▶ _YOUR TASK_
Report every line in the rows below that contains the word "Reviewer", copying each one in full.

▶ _DATA EXTRACT_

□ □ □

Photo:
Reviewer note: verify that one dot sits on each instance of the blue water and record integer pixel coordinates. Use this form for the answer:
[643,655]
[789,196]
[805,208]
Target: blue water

□ □ □

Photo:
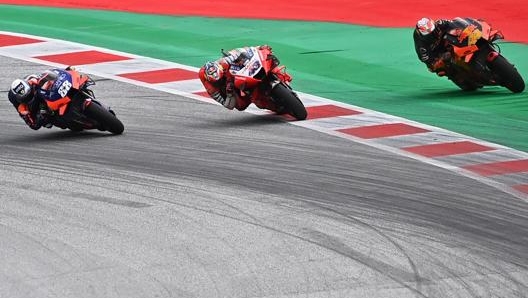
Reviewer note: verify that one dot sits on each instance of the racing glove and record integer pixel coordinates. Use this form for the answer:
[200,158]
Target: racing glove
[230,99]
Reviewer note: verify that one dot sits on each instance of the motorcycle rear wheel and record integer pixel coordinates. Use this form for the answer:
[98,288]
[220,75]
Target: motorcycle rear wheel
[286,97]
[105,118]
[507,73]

□ □ □

▶ _REPLY TO THE TASK_
Reviewer note: verify that one dot sits on each instance of the blue water and record integer pixel coordinates. Use this form for the answer:
Reviewer note: verify that one dot sits on each instance of the racing glove and record integer pixel coordinates. Use this form for the answer:
Reviewer note: verify that one dot sits on each instance of the motorcycle rear wheel and record integer pixel coordinates. Use this form for the answer:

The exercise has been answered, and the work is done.